Sebastian would get rid of him by paying him off, treating him as the court fool that he is. Sir Toby and Sir Andrew arrive before he can leave, and they too mistake Sebastian for Cesario. Sir Andrew and Sebastian scuffle, with Sir Andrew threatening his rival with a lawsuit, once Sir Toby has safely restrained the surprisingly fight-ready ‘Cesario.’ “I’ll have an action of battery against him, if there be any law in Illyria. Though I struck him first, yet it’s no matter for that.” (IV.i.31-33). Shakespeare’s audience of lawyers and judges have undoubtedly encountered such plaintiffs before.
Sebastian breaks free of Sir Toby’s grip, and they are about to fight when Olivia, alerted by the Clown, intervenes, pronouncing Sir Toby an “ungracious wretch, / Fit for the mountains and the barbarous caves” (IV.i.43-44). She orders everyone away, except her ‘Cesario.’ To him she pleads, “Let thy fair wisdom, not thy passion, sway / In this uncivil and unjust extent / Against thy peace.” (IV.i.51-52). She invites him into her house, so that he can hear accounts of “the many fruitless pranks / This ruffian hath botched up, that thou thereby / Mayst smile at this.” (IV.i.54-55). Let laughter replace your rage, comedy replace incipient tragedy. Curse his soul “for me,” because “He started one poor heart of mine, in thee” (IV.i.57-58).
Olivia intervenes first on the grounds of civility and good order, against outlaw dueling, however farcical; she doesn’t know it’s farcical, any more than Sebastian does. Sir Toby’s comic plot was about to spin out of his control because his anger was overbearing his sense of fun. He is, after all, a ‘Sir,’ a knight, a man of the warrior class, however self-abased he has become with eating and drinking and pranking. Olivia prevents the comedy from turning tragic by banishing the men she calls the “rudes,” the uncivil, those unworthy of a place in civil society (IV.i.47), those who act beneath their conventionally rightful places in that society because their nature prevents them from living up to such places.
She next appeals not to ‘Cesario’/Sebastian’s civility but to his reason, to his nature not his sense of civil propriety. She knows Cesario has the kind of nature that can draw itself back from anger to reason, a nature that can recall itself into civil society, and indeed (as she continues to hope) into her household. Like a deer, a hart, her heart leaped in fear when she saw him endangered by the sword in the hand guided by the damnation-worthy soul of her unregenerate uncle. She hopes Cesario will enter her household out of compassion for that fear, a sure token of her love.

# # # #

## [Jobs]
a) Say whether each statement agrees with the Twelfth Night commentary, answering yes or no and quoting the deciding words: (i) Sir Andrew admits he struck the first blow; (ii) Sir Toby alerts Olivia to the fight; (iii) Olivia knows the fight is farcical.
b) Continue the Twelfth Night commentary from its final sentence.
The records come from a different source than the Twelfth Night commentary.

# # # #

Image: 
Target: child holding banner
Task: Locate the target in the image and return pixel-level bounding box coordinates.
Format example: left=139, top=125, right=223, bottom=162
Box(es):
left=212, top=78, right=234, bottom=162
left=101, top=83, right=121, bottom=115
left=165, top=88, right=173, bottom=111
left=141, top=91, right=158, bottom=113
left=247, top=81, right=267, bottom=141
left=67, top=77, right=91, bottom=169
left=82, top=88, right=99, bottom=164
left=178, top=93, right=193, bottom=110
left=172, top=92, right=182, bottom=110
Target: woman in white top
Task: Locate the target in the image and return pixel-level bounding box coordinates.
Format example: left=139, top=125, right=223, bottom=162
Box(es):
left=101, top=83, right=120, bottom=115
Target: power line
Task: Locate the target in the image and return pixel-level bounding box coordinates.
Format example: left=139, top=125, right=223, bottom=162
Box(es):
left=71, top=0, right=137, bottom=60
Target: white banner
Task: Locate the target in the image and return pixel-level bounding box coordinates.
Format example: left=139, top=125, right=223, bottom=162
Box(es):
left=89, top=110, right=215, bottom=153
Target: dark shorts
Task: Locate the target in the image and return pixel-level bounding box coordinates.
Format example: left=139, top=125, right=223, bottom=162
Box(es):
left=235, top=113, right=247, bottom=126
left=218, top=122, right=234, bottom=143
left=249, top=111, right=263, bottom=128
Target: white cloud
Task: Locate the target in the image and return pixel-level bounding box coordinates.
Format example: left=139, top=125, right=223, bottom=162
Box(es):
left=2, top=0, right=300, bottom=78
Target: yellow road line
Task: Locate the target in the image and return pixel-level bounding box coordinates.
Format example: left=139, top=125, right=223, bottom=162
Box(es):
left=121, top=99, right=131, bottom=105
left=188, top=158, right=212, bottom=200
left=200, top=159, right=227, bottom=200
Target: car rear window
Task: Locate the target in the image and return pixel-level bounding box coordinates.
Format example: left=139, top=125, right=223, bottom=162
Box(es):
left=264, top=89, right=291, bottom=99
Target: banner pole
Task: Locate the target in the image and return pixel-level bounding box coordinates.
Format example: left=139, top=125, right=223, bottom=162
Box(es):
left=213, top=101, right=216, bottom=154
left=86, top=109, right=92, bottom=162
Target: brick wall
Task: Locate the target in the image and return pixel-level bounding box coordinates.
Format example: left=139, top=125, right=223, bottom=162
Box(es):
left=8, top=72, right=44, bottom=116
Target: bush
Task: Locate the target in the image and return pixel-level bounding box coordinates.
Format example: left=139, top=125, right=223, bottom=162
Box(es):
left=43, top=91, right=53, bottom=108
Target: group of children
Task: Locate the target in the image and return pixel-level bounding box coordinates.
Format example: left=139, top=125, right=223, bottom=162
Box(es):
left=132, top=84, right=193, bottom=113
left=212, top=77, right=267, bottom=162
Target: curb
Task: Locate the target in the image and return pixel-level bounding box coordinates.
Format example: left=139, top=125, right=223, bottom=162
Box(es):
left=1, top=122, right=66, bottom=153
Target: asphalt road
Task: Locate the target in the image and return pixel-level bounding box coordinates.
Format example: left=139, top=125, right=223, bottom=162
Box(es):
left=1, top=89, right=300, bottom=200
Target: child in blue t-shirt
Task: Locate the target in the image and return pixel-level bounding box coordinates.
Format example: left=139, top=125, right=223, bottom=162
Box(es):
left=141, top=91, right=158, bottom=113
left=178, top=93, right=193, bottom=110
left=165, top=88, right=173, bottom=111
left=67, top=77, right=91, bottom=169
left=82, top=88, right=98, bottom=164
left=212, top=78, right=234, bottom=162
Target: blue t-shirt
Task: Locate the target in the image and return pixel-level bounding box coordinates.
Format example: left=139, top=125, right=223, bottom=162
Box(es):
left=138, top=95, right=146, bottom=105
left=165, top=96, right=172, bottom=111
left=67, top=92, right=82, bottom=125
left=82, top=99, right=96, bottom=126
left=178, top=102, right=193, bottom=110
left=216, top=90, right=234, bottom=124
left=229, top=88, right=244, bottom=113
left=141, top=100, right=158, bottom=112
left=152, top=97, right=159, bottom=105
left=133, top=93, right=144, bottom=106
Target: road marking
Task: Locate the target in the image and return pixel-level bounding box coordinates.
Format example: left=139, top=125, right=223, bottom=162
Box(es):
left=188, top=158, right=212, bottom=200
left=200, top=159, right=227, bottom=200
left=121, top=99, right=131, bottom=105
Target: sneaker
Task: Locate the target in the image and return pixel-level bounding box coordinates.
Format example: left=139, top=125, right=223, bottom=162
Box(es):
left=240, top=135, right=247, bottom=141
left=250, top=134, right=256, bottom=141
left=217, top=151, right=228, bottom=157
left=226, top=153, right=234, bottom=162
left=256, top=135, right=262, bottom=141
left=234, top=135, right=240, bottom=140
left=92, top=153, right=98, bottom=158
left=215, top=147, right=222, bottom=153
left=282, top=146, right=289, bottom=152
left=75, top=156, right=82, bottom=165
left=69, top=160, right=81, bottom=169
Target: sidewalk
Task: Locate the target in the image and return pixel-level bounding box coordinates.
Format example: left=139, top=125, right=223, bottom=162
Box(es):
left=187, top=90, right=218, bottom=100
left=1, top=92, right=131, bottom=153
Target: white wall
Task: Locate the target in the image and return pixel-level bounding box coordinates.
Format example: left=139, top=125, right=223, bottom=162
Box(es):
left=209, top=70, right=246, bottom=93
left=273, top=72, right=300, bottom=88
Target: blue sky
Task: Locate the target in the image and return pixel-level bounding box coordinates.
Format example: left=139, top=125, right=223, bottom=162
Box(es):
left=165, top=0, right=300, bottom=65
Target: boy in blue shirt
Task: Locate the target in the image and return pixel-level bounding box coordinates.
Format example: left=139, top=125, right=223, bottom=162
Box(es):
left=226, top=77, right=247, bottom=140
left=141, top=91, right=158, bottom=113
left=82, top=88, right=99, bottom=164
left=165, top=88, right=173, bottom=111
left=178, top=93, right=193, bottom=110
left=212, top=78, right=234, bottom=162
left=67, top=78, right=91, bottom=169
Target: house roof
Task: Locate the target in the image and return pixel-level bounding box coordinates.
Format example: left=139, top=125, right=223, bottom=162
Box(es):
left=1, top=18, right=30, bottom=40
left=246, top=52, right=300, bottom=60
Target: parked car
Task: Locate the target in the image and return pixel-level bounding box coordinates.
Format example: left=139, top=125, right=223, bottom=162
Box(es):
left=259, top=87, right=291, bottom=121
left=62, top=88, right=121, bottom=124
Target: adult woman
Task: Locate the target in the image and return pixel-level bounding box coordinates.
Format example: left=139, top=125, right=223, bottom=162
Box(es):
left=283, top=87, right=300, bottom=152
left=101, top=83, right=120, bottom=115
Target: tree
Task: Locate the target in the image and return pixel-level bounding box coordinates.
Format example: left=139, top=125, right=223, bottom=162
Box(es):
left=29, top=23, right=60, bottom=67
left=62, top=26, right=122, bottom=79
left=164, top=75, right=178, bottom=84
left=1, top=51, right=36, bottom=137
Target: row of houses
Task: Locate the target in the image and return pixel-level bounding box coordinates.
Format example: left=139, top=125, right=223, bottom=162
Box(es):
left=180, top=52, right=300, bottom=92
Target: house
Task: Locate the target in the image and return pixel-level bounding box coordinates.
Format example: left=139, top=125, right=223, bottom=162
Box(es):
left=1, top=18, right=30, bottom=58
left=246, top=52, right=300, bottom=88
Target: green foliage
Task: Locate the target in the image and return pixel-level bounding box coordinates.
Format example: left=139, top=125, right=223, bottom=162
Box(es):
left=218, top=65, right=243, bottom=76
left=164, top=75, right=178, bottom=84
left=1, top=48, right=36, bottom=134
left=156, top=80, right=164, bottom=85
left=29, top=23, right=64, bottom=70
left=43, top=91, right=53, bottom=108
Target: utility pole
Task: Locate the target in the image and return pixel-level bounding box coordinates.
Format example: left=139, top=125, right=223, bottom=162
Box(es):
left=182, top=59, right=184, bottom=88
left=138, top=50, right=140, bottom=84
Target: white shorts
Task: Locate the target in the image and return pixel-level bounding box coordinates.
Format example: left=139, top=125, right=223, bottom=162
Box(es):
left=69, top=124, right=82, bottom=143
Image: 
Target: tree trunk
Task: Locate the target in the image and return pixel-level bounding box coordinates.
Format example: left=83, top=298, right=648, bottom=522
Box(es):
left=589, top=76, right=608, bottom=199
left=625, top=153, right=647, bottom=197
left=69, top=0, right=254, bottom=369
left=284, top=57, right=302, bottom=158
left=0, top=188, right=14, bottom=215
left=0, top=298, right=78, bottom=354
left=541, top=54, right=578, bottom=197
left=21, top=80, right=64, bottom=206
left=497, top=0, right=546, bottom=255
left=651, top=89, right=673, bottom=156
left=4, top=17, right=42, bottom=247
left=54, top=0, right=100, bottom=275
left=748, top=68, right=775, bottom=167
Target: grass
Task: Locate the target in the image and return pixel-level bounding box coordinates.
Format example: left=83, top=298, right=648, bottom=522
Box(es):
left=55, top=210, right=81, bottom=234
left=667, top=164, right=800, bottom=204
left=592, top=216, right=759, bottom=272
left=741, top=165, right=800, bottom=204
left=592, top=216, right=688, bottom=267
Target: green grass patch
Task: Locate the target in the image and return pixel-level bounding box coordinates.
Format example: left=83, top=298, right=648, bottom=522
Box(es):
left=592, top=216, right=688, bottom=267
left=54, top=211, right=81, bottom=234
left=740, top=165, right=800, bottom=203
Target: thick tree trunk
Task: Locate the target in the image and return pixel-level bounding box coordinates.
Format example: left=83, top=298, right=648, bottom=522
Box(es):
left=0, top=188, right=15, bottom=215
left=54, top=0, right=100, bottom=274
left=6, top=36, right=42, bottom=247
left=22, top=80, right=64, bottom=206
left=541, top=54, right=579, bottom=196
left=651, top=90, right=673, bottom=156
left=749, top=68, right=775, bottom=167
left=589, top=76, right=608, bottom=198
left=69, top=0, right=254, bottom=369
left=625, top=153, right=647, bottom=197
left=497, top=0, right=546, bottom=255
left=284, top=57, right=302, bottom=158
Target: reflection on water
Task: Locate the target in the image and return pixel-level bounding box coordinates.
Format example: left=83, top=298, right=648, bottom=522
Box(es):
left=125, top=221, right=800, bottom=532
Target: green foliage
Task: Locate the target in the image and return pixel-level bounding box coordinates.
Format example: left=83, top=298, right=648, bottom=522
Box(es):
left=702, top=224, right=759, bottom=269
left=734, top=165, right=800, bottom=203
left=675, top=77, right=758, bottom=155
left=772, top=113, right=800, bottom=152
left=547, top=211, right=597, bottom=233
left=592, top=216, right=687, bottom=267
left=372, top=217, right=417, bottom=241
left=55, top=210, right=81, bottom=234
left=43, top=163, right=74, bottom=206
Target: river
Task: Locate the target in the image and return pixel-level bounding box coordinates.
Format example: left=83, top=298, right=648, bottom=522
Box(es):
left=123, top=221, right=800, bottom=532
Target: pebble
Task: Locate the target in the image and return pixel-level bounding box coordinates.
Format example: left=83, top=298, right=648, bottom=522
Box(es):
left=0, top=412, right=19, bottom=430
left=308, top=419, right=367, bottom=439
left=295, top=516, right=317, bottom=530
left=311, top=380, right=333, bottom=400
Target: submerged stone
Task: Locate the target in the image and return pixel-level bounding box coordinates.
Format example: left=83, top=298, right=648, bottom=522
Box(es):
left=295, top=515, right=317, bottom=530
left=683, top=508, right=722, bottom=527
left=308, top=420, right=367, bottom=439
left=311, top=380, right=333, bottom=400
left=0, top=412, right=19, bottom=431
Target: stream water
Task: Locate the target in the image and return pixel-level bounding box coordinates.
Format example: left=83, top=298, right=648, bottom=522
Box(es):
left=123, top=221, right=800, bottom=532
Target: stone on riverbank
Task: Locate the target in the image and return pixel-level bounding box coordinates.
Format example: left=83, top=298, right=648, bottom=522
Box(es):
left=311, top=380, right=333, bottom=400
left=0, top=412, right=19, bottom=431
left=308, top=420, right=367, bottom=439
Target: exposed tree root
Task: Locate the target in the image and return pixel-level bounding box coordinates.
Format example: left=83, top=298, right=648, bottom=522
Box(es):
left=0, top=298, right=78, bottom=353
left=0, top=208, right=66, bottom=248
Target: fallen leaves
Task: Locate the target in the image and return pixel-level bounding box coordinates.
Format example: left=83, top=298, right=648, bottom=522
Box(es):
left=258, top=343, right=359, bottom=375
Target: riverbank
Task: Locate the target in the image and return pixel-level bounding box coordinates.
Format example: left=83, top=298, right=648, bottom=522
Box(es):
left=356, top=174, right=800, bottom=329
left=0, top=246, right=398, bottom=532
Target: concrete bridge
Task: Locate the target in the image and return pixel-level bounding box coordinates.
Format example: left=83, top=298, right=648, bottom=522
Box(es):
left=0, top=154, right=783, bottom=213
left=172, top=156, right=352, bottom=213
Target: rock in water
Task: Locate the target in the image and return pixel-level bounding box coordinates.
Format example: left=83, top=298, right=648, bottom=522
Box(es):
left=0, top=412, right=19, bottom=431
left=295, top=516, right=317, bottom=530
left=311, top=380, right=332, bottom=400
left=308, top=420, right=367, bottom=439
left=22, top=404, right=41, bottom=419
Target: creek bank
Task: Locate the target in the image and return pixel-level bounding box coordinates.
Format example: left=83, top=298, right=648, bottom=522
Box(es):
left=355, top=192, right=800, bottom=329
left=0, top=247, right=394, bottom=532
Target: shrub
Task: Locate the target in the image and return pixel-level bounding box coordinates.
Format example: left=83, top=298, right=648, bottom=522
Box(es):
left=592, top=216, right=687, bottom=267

# # # #

## [Task results]
a)
(i) Yes: "Though I struck him first, yet it’s no matter for that."
(ii) No: "Olivia, alerted by the Clown, intervenes"
(iii) No: "she doesn’t know it’s farcical, any more than Sebastian does."

b)
If this ‘Cesario’ were Viola, the impasse would recur. ‘He’ would excuse himself, faithfully respecting the Duke’s authority. But Olivia has committed a right error. When it comes to reason, Sebastian has every reason to think that either all these people are mad or he is—and if not mad, then dreaming. But crucially, unlike Viola/Cesario, Sebastian/Cesario by nature looks at Olivia and very much likes what he sees. The man who loves memorials and would lodge at an inn named for the never-forgetting Elephant now tells himself, “Let fancy still my sense in Lethe steep / If it be thus to dream, still let me sleep!” (IV.i.58-59). “Would you be ruled by me?” Olivia asks (IV.i.60). “Madam, I will” (IV.i.61). To Olivia, suddenly her reluctant beloved has consented to her suit. The stern judge who had fiendishly acquitted her of responsibility for loving ‘him’ now acquits himself nobly in the role she wills for him. ‘Acquit’ is yet another word with more than one meaning. The play’s alternate title, What You Will also has a double meaning: the audience assumes it means ‘as you like it,’ ‘what you want.’ The rulers in the play, however, being rulers, have been habituated to obtaining what they will, and love has frustrated them in that. Her beloved having replied in accordance with her will, Olivia has every reason to believe her will has finally prevailed, her just rule restored, her regime well-ordered again.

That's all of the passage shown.